■ Entries
• • • • •
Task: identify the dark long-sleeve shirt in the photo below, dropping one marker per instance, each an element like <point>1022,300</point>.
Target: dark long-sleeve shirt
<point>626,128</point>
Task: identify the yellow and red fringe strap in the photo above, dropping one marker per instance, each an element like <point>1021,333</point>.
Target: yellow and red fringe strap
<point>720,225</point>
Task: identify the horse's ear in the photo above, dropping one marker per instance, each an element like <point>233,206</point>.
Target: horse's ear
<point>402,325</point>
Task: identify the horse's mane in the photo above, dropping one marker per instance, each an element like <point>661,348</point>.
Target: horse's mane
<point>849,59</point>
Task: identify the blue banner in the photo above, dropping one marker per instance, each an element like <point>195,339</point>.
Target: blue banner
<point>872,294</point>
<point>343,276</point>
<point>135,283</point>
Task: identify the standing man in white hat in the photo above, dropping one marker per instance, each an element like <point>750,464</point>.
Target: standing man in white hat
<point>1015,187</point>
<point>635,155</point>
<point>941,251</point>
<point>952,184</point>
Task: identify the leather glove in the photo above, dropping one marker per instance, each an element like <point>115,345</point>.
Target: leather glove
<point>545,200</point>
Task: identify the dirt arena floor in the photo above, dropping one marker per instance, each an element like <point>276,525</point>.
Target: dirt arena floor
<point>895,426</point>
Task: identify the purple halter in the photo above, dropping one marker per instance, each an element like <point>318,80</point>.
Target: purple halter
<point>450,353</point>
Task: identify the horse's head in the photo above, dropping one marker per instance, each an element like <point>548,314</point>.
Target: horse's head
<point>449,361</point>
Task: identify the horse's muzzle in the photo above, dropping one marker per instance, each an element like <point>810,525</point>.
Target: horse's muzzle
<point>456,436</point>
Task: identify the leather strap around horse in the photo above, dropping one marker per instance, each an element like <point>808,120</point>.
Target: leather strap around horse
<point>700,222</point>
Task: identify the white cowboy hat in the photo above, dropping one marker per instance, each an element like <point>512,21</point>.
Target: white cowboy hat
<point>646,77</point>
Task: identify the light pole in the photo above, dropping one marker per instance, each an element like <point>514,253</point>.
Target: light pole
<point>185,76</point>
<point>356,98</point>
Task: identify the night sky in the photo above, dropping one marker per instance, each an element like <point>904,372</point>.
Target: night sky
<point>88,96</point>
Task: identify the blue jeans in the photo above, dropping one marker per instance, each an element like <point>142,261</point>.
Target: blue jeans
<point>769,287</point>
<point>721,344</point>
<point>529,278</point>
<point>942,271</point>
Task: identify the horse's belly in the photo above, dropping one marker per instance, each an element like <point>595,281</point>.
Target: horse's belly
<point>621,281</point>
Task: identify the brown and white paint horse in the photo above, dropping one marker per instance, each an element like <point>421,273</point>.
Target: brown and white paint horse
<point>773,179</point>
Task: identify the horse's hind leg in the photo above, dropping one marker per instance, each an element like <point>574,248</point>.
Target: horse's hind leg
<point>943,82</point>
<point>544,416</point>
• • • • •
■ Exercise task
Rewrite all of the material above, changing each "identify" to "locate" and keeping everything else the same.

■ Written answer
Task: locate the dark long-sleeve shirt in the photo below, dropping one marker per instance, each an element like <point>1022,300</point>.
Target: dark long-sleeve shirt
<point>626,128</point>
Task: locate the yellow and red fringe strap in the photo above, dropping one marker per instance, each an element like <point>1021,333</point>.
Target: yellow and red fringe strap
<point>720,225</point>
Task: locate the horse's ear in the photo above, dropping one marker per instance, each an element like <point>233,206</point>.
Target: horse's ear
<point>402,325</point>
Task: locate the horse's mane in the photo above, dropping one marker per instance, each an element like <point>661,348</point>.
Target: horse's mane
<point>849,59</point>
Task: locate the blue banner in the photo above, dropping one marker per instance, each an element like <point>195,339</point>.
Target: blue banner
<point>872,294</point>
<point>343,276</point>
<point>135,283</point>
Task: locate the standing man in white hat in the photo above, dropping one marker per instance, each an element like <point>750,464</point>.
Target: standing man in white hat
<point>1015,187</point>
<point>635,155</point>
<point>941,251</point>
<point>952,184</point>
Task: locate the leather glove in the photo above, dropping one marker per instance, each an element like <point>115,345</point>.
Target: leather glove
<point>545,200</point>
Task: locate the dirt arena floor in the photo above, dropping one marker per instance, each an element like <point>276,525</point>.
Target: dirt arena floor
<point>895,426</point>
Task: locate the purple halter in the photo above, dropping one marker per instance, each an element like <point>318,80</point>.
Target: purple halter
<point>450,353</point>
Task: locate the horse's head in the photo above, dropping one marker per instance, each an element like <point>548,314</point>.
Target: horse's head
<point>449,361</point>
Task: locate the horse's muzzle in the photo above, dropping one marker per instance, each an element like <point>810,525</point>.
Target: horse's muzzle
<point>456,436</point>
Task: locate the leather strap around horse in the photo above, dropping one marker per instance, each an element like <point>808,120</point>.
Target: leather strap around horse
<point>700,222</point>
Task: locate the white cowboy hat in the photo above, dropping one marker per instance, each an element like <point>512,21</point>.
Target: white cowboy hat
<point>646,77</point>
Task: locate the light pole in the photo above, dropping one marker per instance, each an element like <point>514,253</point>.
Target: light pole
<point>185,76</point>
<point>356,98</point>
Task: locate the night sky in the photo above, dropping one marker per instance, each an element like <point>904,372</point>.
Target: night sky
<point>88,96</point>
Task: locate the blue jeans in the photo above, dropping one marker per instance, each an element like <point>142,261</point>.
Target: blue jeans
<point>769,287</point>
<point>721,344</point>
<point>529,278</point>
<point>942,271</point>
Task: locate the horse's belly in the photo above, dropping one marker per instance, each an element like <point>595,281</point>.
Target: horse's belly
<point>621,281</point>
Task: locate the brown and white paint horse in the photo above, dropping one marker per instance, each an element like <point>421,273</point>.
Target: brown and white paint horse
<point>773,179</point>
Task: locate the horse's hind leg in the photo above, dropping one marker per instance, each an element like <point>574,248</point>.
Target: horse's hind leg
<point>943,82</point>
<point>544,416</point>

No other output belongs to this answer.